■ Written task: Render the stretch from the line containing "of the smaller" through the line containing "[[525, 357]]" as a two-column CSV with the headers text and points. Give one row for each phrase, with its wording in text and its points in points, each in one quoted field with line breaks turned into spaces.

■ Material for this exercise:
<<<<

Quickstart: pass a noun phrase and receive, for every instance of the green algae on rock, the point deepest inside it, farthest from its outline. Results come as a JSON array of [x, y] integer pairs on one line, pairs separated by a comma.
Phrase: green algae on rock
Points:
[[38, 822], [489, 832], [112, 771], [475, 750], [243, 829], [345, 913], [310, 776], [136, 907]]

>>>>
<<<<

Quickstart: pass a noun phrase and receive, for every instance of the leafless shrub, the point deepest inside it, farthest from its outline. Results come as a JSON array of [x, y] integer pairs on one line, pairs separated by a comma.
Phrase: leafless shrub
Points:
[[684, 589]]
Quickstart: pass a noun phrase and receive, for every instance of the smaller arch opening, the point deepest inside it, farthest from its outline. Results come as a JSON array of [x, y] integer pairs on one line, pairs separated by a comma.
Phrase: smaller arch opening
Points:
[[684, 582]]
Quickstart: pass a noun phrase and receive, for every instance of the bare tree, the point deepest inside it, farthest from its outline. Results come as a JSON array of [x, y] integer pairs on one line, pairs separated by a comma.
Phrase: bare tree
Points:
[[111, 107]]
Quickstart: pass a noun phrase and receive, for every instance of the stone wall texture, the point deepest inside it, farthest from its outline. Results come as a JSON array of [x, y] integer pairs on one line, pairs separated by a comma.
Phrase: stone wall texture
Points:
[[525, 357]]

>>>>
<<<<

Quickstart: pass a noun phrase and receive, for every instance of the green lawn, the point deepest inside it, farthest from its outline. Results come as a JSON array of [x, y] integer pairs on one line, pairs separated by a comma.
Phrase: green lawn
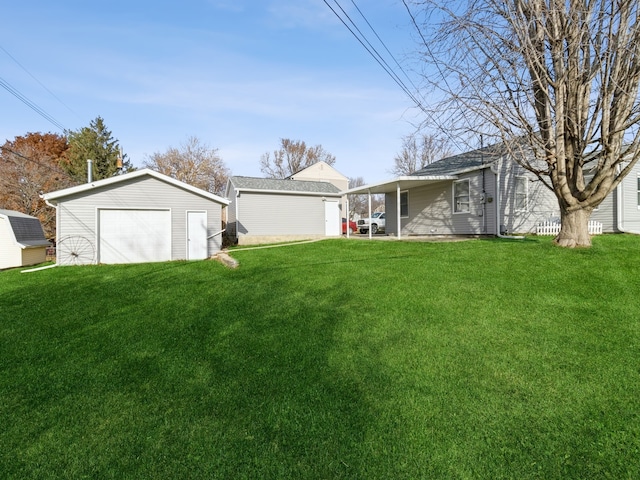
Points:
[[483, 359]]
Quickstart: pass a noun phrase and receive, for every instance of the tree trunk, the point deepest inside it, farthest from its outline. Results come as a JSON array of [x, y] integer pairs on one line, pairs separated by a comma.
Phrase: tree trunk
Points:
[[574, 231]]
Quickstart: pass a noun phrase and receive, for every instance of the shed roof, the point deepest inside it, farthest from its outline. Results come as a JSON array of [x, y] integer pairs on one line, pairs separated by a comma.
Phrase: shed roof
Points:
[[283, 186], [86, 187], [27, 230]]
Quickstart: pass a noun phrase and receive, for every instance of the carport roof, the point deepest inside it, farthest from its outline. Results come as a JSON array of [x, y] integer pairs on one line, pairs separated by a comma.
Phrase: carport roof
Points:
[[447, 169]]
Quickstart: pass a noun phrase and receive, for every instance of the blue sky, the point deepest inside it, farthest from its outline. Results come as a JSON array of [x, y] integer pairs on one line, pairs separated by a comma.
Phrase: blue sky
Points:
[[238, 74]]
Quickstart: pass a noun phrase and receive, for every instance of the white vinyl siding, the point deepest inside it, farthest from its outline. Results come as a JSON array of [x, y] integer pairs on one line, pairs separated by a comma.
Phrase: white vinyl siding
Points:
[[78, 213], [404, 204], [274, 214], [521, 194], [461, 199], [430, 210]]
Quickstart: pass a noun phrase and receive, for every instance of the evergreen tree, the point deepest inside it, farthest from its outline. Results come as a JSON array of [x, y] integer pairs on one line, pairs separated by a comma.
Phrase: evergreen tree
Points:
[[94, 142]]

>>>>

■ Complete answer:
text,points
"Quickstart: pass a noun phrase and receive, for every instance of the smaller arch opening, the point deepest inside it, farthest from its outline. Results come as a JSON array of [x, y] integer pairs on one line, pairs separated by a comma. Phrase: smaller arch opening Points:","[[684, 582]]"
"Quickstart: pass a noun phrase and receive, for every instance of the bare tree, the point deepest inside it, farthest from its outline. Results come as a JSON array of [x, y] integer pairs on one line, pairs separated by a comma. Phrase: bare tree Points:","[[111, 107]]"
"Quickstart: pass a noun phrase and receive, for every instance of the stone wall texture, the point deepest inside it, farthest from its outline. Results come as a JSON array of [x, y] integer pairs on one line, pairs separated by a comma. Phrase: stone wall texture Points:","[[525, 357]]"